Please copy everything from "This dotted notation" down to "displaying big arrays)." in the NumPy text, switching "dotted notation" to "dot notation".

-- Text excerpt follows --

Just as we can assign a single value to a variable, we can also assign an array of values to a variable using the same syntax:
data = numpy.loadtxt(fname='../data/inflammation-01.csv', delimiter=',')
This statement doesn’t produce any output because assignment doesn’t display anything.
The expression numpy.loadtxt(...)
is a function call
that asks Python to run the function loadtxt
that belongs to the numpy
library.
This dotted notation is used everywhere in Python
to refer to the parts of things as thing.component
.
numpy.loadtxt
has two parameters:
the name of the file we want to read,
and the delimiter that separates values on a line.
These both need to be character strings (or strings for short),
so we put them in quotes.
By default,
only a few rows and columns are shown
(with ...
to omit elements when displaying big arrays).
To save space,
Python displays numbers as 1.
instead of 1.0
when there’s nothing interesting after the decimal point.
Now that our data is in memory, we can start doing things with it.
If we want to check that our data has been loaded, we can print the variable’s value:
print(data)
array([[ 0., 0., 1., ..., 3., 0., 0.],
[ 0., 1., 2., ..., 1., 0., 1.],
[ 0., 1., 1., ..., 2., 1., 1.],
...,
[ 0., 1., 1., ..., 1., 1., 1.],
[ 0., 0., 0., ..., 0., 2., 0.],
[ 0., 0., 1., ..., 1., 1., 0.]])
Let’s ask what type of thing data
refers to:
print(type(data))
<type 'numpy.ndarray'>
The output tells us that data
currently refers to an N-dimensional array created by the NumPy library.
We can see what its shape is like this:
print(data.shape)
(60, 40)
This tells us that data
has 60 rows and 40 columns, representing 60 patients over 40 days.
data.shape
is a member of data
,
i.e.,
a value that is stored as part of a larger value.
We use the same dotted notation for the members of values
that we use for the functions in libraries
because they have the same part-and-whole relationship.
If we want to get a single value from the matrix, we must provide an index in square brackets, just as we do in math:
print('first value in data:', data[0, 0])
first value in data: 0.0
print('middle value in data:', data[30, 20])
middle value in data: 13.0
The expression data[30, 20]
may not surprise you,
but as with lists, data[0, 0]
might.
So if we have an M×N array in Python,
its indices go from 0 to M-1 on the first axis
and 0 to N-1 on the second.
It takes a bit of getting used to,
but one way to remember the rule is that
the index is how many steps we have to take from the start to get the item we want.
In the Corner
What may also surprise you is that when Python displays an array, it shows the element with index
[0, 0]
in the upper left corner rather than the lower left. This is consistent with the way mathematicians draw matrices, but different from the Cartesian coordinates. The indices are (row, column) instead of (column, row) for the same reason, which can be confusing when plotting data.

-- Text excerpt concluded --
-- Stored data follows --

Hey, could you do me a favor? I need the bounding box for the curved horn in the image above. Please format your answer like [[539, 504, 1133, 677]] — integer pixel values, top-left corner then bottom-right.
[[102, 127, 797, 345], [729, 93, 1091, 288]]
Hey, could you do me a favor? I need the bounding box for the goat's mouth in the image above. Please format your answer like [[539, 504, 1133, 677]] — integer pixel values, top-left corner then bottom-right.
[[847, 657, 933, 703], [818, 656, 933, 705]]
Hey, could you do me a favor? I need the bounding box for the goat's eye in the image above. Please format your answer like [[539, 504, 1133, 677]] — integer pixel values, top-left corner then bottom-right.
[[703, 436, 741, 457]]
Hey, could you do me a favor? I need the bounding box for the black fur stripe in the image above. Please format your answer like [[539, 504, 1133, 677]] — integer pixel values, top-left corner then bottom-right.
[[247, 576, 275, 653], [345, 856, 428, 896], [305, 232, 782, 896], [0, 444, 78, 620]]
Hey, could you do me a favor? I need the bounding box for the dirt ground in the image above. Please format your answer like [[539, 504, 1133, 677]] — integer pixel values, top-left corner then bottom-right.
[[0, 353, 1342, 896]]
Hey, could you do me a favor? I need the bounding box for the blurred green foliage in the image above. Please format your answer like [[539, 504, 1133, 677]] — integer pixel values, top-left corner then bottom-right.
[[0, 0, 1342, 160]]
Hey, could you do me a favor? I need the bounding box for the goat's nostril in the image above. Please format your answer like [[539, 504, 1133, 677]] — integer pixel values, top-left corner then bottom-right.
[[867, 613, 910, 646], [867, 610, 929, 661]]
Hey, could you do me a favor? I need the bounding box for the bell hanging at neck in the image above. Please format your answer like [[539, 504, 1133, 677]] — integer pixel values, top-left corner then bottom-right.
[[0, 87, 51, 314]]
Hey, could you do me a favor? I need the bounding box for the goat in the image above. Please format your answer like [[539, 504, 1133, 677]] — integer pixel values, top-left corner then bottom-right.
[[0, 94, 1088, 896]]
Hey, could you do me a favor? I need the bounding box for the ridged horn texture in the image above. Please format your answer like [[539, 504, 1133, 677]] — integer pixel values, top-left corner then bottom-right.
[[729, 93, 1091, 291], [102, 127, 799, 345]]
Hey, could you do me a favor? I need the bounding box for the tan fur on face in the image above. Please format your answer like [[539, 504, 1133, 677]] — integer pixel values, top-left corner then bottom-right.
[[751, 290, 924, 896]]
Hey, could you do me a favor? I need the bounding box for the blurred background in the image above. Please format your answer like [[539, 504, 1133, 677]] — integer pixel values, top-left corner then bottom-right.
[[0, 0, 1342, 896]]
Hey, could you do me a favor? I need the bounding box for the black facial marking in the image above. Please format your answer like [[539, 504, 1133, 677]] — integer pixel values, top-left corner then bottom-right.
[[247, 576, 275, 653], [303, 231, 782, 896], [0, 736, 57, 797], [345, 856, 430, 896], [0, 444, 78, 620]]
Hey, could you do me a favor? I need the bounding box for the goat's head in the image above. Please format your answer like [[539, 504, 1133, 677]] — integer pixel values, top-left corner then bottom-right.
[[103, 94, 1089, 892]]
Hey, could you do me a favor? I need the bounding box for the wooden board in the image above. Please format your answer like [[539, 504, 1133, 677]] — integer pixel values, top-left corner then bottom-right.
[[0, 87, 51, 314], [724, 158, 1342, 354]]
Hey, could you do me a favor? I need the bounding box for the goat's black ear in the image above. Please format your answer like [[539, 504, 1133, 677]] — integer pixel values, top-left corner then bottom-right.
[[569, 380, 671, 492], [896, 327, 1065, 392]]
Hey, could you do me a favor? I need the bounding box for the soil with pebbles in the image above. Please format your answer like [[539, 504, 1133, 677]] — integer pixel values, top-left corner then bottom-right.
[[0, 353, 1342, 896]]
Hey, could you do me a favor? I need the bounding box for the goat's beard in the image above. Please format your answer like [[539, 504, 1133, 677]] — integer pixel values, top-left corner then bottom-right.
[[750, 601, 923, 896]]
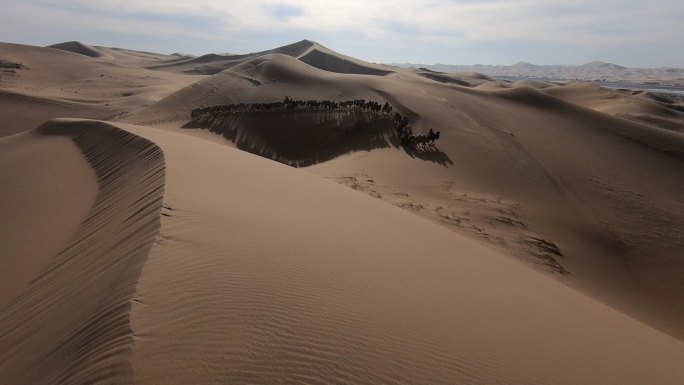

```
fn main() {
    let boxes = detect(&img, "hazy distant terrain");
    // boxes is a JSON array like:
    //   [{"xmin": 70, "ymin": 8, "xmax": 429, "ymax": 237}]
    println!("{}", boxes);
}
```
[
  {"xmin": 0, "ymin": 39, "xmax": 684, "ymax": 385},
  {"xmin": 391, "ymin": 61, "xmax": 684, "ymax": 87}
]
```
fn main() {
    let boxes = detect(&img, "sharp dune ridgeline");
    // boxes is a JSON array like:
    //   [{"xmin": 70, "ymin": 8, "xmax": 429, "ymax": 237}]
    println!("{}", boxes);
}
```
[{"xmin": 0, "ymin": 40, "xmax": 684, "ymax": 384}]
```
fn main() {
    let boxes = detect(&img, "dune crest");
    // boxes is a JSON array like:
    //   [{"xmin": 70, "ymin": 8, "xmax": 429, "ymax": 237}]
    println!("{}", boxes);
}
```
[{"xmin": 0, "ymin": 120, "xmax": 164, "ymax": 384}]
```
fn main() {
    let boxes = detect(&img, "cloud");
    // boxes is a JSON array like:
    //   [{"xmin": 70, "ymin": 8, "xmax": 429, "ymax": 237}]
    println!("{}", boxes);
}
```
[{"xmin": 0, "ymin": 0, "xmax": 684, "ymax": 65}]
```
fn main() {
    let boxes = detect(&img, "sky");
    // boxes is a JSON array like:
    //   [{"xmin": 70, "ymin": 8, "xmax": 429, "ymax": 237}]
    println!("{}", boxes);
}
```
[{"xmin": 0, "ymin": 0, "xmax": 684, "ymax": 67}]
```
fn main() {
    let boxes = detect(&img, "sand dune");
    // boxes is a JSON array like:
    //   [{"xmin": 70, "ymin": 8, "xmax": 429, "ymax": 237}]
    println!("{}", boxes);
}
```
[
  {"xmin": 124, "ymin": 49, "xmax": 684, "ymax": 336},
  {"xmin": 0, "ymin": 121, "xmax": 164, "ymax": 384},
  {"xmin": 48, "ymin": 41, "xmax": 111, "ymax": 58},
  {"xmin": 0, "ymin": 40, "xmax": 684, "ymax": 384},
  {"xmin": 122, "ymin": 121, "xmax": 684, "ymax": 384},
  {"xmin": 149, "ymin": 40, "xmax": 393, "ymax": 75}
]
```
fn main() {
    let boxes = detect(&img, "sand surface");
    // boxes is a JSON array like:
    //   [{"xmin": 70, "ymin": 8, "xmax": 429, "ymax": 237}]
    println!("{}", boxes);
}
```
[{"xmin": 0, "ymin": 40, "xmax": 684, "ymax": 384}]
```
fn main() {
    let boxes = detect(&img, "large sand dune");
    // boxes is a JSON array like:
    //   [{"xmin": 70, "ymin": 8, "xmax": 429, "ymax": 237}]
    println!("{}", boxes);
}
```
[{"xmin": 0, "ymin": 41, "xmax": 684, "ymax": 384}]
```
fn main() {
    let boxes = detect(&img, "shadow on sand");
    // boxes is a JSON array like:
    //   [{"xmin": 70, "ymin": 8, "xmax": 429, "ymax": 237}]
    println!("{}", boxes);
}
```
[{"xmin": 182, "ymin": 111, "xmax": 453, "ymax": 167}]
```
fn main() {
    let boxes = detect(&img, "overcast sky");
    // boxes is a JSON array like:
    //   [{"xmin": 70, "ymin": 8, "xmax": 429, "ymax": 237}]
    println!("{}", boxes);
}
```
[{"xmin": 0, "ymin": 0, "xmax": 684, "ymax": 67}]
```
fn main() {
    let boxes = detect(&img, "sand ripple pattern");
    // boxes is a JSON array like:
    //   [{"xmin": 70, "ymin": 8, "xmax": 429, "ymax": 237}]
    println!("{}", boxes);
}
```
[{"xmin": 0, "ymin": 120, "xmax": 165, "ymax": 384}]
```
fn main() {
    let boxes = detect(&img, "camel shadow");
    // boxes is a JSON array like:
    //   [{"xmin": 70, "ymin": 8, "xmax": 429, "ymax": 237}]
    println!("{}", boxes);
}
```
[{"xmin": 182, "ymin": 112, "xmax": 454, "ymax": 167}]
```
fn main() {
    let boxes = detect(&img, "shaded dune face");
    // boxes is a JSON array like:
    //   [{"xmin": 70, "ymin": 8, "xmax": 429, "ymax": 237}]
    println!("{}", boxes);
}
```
[
  {"xmin": 184, "ymin": 111, "xmax": 399, "ymax": 167},
  {"xmin": 0, "ymin": 121, "xmax": 165, "ymax": 384}
]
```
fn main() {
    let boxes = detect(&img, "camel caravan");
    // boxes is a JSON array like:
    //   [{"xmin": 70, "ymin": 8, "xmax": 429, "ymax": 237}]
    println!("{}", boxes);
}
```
[{"xmin": 190, "ymin": 96, "xmax": 440, "ymax": 148}]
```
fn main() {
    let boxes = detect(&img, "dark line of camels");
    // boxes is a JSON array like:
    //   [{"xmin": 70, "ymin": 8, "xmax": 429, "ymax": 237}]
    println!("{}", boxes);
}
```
[{"xmin": 190, "ymin": 96, "xmax": 440, "ymax": 147}]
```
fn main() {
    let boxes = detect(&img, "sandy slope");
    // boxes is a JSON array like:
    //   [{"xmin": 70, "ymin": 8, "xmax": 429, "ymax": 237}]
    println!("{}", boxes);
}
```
[
  {"xmin": 124, "ymin": 54, "xmax": 684, "ymax": 337},
  {"xmin": 0, "ymin": 121, "xmax": 164, "ymax": 384},
  {"xmin": 0, "ymin": 42, "xmax": 201, "ymax": 137},
  {"xmin": 0, "ymin": 41, "xmax": 684, "ymax": 384},
  {"xmin": 115, "ymin": 121, "xmax": 684, "ymax": 384}
]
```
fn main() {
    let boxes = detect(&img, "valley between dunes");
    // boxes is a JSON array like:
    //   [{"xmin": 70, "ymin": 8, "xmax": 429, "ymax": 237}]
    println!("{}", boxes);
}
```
[{"xmin": 0, "ymin": 40, "xmax": 684, "ymax": 384}]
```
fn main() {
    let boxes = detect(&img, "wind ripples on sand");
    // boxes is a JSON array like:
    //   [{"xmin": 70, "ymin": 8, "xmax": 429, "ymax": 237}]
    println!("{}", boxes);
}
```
[{"xmin": 0, "ymin": 121, "xmax": 165, "ymax": 384}]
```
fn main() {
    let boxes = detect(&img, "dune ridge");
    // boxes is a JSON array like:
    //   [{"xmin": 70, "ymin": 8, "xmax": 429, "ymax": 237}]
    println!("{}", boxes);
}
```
[{"xmin": 0, "ymin": 120, "xmax": 165, "ymax": 384}]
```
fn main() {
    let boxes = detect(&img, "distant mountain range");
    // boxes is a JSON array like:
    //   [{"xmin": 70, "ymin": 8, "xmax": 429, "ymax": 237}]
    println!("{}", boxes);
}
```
[{"xmin": 390, "ymin": 61, "xmax": 684, "ymax": 87}]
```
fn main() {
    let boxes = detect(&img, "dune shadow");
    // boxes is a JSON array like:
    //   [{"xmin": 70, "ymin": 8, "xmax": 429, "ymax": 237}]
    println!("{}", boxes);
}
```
[
  {"xmin": 182, "ymin": 111, "xmax": 393, "ymax": 167},
  {"xmin": 182, "ymin": 110, "xmax": 454, "ymax": 167},
  {"xmin": 401, "ymin": 145, "xmax": 454, "ymax": 167}
]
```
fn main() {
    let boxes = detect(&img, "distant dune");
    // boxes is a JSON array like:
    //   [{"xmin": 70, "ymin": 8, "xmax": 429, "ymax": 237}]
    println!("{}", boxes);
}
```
[
  {"xmin": 390, "ymin": 61, "xmax": 684, "ymax": 87},
  {"xmin": 0, "ymin": 40, "xmax": 684, "ymax": 384}
]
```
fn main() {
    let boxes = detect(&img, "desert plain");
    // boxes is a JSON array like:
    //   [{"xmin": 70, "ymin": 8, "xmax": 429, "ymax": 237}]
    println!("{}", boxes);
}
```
[{"xmin": 0, "ymin": 40, "xmax": 684, "ymax": 385}]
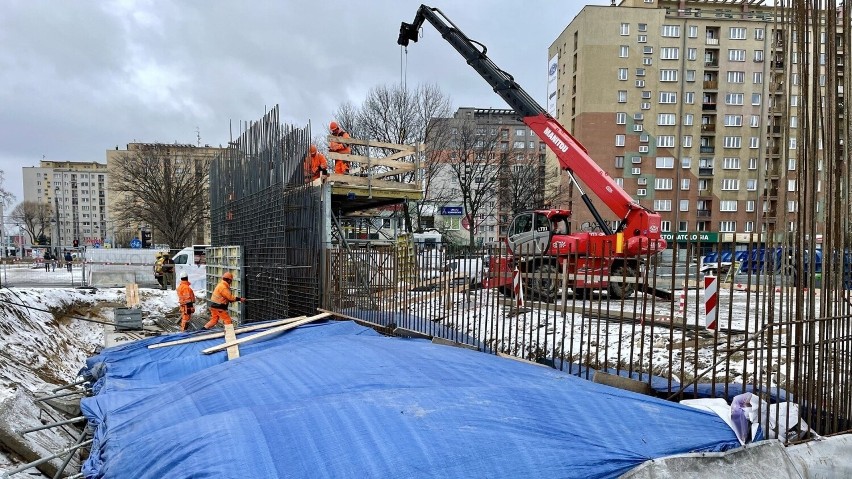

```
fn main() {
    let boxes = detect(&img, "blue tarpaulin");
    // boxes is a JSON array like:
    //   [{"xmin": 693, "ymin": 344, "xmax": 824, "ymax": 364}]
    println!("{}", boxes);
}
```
[{"xmin": 81, "ymin": 322, "xmax": 739, "ymax": 479}]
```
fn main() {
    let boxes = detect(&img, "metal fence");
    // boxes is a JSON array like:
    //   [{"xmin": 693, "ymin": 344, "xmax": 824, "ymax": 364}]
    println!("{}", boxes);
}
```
[{"xmin": 325, "ymin": 238, "xmax": 852, "ymax": 440}]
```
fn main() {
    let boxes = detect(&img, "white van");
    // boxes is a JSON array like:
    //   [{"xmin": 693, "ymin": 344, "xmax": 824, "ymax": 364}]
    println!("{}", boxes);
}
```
[{"xmin": 172, "ymin": 248, "xmax": 210, "ymax": 296}]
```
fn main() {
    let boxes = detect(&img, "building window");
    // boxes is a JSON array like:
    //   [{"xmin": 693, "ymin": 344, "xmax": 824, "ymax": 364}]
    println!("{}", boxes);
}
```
[
  {"xmin": 660, "ymin": 69, "xmax": 677, "ymax": 82},
  {"xmin": 723, "ymin": 136, "xmax": 743, "ymax": 148},
  {"xmin": 660, "ymin": 91, "xmax": 677, "ymax": 103},
  {"xmin": 725, "ymin": 115, "xmax": 743, "ymax": 126},
  {"xmin": 660, "ymin": 47, "xmax": 680, "ymax": 60},
  {"xmin": 719, "ymin": 200, "xmax": 737, "ymax": 212},
  {"xmin": 657, "ymin": 135, "xmax": 675, "ymax": 148},
  {"xmin": 722, "ymin": 178, "xmax": 740, "ymax": 191},
  {"xmin": 657, "ymin": 156, "xmax": 674, "ymax": 169},
  {"xmin": 728, "ymin": 27, "xmax": 746, "ymax": 40},
  {"xmin": 657, "ymin": 113, "xmax": 675, "ymax": 126},
  {"xmin": 722, "ymin": 157, "xmax": 740, "ymax": 170},
  {"xmin": 725, "ymin": 93, "xmax": 745, "ymax": 105},
  {"xmin": 661, "ymin": 25, "xmax": 680, "ymax": 38}
]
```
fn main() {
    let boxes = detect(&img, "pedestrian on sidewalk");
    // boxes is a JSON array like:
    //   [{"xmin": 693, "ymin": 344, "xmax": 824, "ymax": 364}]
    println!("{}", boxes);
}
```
[
  {"xmin": 177, "ymin": 271, "xmax": 195, "ymax": 331},
  {"xmin": 204, "ymin": 271, "xmax": 246, "ymax": 329}
]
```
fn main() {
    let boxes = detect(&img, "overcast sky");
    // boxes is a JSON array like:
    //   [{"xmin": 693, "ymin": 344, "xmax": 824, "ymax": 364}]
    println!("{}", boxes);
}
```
[{"xmin": 0, "ymin": 0, "xmax": 609, "ymax": 202}]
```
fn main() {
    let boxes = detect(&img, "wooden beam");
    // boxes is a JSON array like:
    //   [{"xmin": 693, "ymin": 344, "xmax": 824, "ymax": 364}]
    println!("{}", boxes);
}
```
[
  {"xmin": 201, "ymin": 313, "xmax": 331, "ymax": 354},
  {"xmin": 326, "ymin": 135, "xmax": 423, "ymax": 153},
  {"xmin": 148, "ymin": 316, "xmax": 306, "ymax": 349}
]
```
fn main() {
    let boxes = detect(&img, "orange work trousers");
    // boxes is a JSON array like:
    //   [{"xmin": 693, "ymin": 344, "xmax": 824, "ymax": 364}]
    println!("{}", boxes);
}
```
[{"xmin": 204, "ymin": 308, "xmax": 231, "ymax": 329}]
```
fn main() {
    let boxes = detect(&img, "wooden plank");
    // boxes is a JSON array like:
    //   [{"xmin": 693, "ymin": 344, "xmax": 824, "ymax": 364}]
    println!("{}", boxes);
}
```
[
  {"xmin": 327, "ymin": 151, "xmax": 418, "ymax": 171},
  {"xmin": 148, "ymin": 316, "xmax": 306, "ymax": 349},
  {"xmin": 124, "ymin": 283, "xmax": 139, "ymax": 308},
  {"xmin": 225, "ymin": 324, "xmax": 240, "ymax": 361},
  {"xmin": 328, "ymin": 173, "xmax": 420, "ymax": 191},
  {"xmin": 327, "ymin": 135, "xmax": 423, "ymax": 153},
  {"xmin": 201, "ymin": 313, "xmax": 331, "ymax": 354}
]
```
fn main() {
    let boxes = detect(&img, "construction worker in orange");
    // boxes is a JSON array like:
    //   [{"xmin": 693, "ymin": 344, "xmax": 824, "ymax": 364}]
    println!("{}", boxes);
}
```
[
  {"xmin": 328, "ymin": 121, "xmax": 352, "ymax": 175},
  {"xmin": 204, "ymin": 271, "xmax": 246, "ymax": 329},
  {"xmin": 177, "ymin": 271, "xmax": 195, "ymax": 331},
  {"xmin": 305, "ymin": 145, "xmax": 328, "ymax": 183}
]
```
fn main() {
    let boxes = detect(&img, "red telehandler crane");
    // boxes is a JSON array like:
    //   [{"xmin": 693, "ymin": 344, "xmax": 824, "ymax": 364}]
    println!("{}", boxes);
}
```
[{"xmin": 397, "ymin": 5, "xmax": 666, "ymax": 301}]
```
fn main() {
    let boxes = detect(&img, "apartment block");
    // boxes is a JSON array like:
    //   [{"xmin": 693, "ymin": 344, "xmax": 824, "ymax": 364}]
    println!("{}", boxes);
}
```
[
  {"xmin": 548, "ymin": 0, "xmax": 828, "ymax": 248},
  {"xmin": 22, "ymin": 160, "xmax": 109, "ymax": 246}
]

-- Stored data concluded --

■ Output for this task:
This dot notation is used everywhere in Python
to refer to the parts of things as thing.component
.
numpy.loadtxt
has two parameters:
the name of the file we want to read,
and the delimiter that separates values on a line.
These both need to be character strings (or strings for short),
so we put them in quotes.
By default,
only a few rows and columns are shown
(with ...
to omit elements when displaying big arrays).